## Brief
Copy out exactly each line from the line with "In the photo above, where can the paved" through the last line of the material below.

## Stored records
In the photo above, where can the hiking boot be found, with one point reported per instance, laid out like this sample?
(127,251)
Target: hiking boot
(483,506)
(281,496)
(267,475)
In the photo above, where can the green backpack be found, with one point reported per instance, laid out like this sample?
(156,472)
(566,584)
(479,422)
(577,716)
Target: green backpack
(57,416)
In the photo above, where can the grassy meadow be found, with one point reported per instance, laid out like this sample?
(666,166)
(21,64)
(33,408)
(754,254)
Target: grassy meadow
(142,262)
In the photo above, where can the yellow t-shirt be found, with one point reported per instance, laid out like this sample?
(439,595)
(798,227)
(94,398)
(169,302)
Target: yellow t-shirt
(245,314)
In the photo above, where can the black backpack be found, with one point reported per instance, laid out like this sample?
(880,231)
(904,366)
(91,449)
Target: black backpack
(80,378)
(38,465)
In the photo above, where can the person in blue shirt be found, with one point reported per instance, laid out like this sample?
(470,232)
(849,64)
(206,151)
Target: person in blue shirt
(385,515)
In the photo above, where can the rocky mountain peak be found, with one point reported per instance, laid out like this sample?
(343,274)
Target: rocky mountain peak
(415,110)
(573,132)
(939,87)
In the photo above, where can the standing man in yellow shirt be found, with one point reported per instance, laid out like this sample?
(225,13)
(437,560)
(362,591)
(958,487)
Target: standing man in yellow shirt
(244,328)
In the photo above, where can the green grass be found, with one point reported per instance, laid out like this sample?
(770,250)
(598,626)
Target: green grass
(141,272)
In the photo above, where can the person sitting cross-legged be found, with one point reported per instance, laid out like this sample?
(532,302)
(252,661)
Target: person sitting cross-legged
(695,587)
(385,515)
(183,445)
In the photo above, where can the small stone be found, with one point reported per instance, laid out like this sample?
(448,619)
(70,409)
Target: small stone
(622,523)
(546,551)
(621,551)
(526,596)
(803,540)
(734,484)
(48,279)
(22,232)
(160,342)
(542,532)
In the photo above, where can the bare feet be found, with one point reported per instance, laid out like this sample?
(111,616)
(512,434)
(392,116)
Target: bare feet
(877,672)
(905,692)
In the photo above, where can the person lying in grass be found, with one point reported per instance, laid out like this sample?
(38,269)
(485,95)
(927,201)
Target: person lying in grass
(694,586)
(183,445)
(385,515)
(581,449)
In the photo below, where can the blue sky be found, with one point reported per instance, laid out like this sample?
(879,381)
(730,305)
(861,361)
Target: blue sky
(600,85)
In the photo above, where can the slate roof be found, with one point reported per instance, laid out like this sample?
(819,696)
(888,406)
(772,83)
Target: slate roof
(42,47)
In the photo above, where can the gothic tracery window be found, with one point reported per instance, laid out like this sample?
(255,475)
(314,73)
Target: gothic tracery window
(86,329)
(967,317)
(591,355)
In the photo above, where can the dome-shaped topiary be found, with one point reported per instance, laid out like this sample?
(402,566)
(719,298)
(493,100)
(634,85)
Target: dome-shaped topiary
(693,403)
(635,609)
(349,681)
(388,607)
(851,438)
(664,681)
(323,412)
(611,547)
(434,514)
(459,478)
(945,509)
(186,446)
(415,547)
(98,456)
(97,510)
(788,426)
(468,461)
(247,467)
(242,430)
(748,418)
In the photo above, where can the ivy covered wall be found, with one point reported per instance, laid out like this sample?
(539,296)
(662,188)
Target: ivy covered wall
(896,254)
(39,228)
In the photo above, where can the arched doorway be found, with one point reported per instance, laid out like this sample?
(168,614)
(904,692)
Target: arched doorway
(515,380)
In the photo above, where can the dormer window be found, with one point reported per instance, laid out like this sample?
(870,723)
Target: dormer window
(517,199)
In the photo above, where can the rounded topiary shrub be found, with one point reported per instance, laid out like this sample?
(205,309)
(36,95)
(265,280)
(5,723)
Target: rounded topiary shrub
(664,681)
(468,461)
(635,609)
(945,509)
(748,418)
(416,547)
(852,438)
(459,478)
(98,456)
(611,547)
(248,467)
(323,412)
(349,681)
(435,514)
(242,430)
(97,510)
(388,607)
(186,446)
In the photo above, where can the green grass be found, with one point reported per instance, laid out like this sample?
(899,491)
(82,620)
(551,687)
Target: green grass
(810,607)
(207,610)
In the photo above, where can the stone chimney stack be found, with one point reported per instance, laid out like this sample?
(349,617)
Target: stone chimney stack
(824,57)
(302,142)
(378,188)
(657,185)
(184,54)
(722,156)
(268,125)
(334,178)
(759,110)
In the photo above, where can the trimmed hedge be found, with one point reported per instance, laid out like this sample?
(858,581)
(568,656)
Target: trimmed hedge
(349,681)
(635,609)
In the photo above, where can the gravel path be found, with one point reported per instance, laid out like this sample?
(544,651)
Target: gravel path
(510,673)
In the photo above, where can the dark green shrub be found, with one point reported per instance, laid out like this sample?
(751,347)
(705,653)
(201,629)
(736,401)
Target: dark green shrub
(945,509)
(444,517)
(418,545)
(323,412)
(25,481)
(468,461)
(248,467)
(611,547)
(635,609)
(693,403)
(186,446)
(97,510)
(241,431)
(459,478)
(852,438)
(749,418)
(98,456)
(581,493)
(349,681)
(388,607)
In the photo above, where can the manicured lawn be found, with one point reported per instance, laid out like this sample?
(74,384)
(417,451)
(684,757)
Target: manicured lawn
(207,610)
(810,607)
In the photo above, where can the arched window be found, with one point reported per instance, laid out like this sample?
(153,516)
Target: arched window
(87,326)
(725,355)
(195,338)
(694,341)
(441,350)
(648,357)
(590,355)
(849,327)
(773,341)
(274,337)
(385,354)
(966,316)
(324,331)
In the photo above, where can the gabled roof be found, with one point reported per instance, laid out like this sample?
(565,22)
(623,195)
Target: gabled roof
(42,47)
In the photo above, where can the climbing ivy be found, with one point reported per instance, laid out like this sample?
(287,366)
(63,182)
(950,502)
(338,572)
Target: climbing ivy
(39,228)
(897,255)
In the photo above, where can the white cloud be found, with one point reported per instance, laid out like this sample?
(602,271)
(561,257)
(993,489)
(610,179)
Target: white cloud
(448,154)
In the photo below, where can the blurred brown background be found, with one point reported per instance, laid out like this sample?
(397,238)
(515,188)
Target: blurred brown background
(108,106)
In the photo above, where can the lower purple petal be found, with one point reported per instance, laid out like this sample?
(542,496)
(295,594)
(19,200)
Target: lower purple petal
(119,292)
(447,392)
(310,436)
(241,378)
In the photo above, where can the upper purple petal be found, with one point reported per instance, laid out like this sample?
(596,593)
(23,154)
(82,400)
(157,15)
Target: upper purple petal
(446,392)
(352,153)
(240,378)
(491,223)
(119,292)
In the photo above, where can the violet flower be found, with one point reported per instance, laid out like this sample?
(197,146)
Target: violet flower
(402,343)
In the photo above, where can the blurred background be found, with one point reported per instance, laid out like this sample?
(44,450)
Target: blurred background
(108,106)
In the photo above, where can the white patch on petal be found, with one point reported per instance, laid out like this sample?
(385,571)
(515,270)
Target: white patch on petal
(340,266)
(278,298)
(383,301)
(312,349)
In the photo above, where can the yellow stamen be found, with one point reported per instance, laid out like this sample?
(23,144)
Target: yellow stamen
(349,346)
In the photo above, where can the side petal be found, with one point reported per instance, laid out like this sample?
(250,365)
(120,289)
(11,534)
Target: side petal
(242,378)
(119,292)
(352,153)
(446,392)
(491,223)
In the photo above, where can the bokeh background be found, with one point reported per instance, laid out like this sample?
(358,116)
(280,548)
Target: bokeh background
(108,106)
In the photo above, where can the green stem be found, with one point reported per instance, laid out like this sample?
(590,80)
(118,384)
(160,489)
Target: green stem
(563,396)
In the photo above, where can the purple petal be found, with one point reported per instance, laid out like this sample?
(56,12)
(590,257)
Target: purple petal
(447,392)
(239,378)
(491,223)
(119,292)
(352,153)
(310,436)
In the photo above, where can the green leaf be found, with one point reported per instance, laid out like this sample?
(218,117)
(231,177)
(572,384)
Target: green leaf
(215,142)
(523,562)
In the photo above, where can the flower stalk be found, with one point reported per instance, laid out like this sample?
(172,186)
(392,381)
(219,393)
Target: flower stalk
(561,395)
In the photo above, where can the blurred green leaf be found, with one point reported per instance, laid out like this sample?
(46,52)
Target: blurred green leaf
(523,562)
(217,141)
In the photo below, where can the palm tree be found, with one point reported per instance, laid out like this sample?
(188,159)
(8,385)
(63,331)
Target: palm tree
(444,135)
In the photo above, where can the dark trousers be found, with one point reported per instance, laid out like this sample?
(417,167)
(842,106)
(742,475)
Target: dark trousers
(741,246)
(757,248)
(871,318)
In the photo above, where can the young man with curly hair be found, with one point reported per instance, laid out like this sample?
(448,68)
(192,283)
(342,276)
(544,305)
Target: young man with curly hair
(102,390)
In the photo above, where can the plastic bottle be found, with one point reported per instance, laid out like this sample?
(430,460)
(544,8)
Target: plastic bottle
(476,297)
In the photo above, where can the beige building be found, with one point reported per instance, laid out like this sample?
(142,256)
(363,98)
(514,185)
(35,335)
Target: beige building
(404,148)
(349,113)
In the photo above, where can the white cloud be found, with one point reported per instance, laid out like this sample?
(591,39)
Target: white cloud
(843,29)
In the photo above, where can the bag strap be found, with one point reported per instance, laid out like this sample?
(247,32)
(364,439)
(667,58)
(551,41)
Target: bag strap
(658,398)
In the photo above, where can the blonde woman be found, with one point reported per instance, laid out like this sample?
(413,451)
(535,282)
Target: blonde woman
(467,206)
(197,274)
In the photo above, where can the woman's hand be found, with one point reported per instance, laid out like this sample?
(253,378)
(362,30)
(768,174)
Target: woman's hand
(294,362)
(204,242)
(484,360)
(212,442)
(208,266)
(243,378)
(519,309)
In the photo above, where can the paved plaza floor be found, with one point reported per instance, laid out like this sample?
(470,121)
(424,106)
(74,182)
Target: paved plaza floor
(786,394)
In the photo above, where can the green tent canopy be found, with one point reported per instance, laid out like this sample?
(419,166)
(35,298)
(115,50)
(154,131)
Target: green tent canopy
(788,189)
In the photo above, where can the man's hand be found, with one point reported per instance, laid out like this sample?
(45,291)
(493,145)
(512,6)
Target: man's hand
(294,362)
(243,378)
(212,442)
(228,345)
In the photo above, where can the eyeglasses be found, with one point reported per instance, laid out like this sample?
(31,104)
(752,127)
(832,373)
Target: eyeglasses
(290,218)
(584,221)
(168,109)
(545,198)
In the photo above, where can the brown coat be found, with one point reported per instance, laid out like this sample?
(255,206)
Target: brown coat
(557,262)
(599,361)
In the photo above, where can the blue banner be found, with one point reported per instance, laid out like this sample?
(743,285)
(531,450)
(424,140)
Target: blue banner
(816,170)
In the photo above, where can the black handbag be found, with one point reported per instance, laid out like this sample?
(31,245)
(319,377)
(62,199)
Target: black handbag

## In response
In the photo above, where can the paved plaza floor be found, with one point reported per instance, laid out like this sample?
(470,121)
(424,106)
(74,182)
Target: paved plaza floor
(786,394)
In the photo above, where can the green tent canopy be found, with one point reported per instance, laid out like this sample?
(419,166)
(35,298)
(115,50)
(154,131)
Target: green tent canopy
(788,189)
In the photo above, where can the man's hand be found, with one point reported per instance, laid out like this sample?
(45,291)
(493,145)
(512,6)
Target: man's hand
(294,362)
(243,378)
(212,442)
(228,345)
In the photo above, where can the eyeglasses be found, with one point reported per instance, laid out like this sample?
(31,104)
(752,127)
(832,373)
Target: eyeglasses
(290,218)
(584,221)
(168,109)
(545,198)
In the photo above, where can the brown coat be found, with one point reported per instance, laid out like this sample?
(255,206)
Target: brown coat
(557,262)
(599,361)
In the photo above, where can the blue banner be found, with one point reported per instance, laid out like this sample?
(743,285)
(531,450)
(424,140)
Target: blue banner
(816,170)
In the photo above, where can the black handbag be found, with one point reported per instance, laid out like this sample?
(31,245)
(319,377)
(62,199)
Target: black handbag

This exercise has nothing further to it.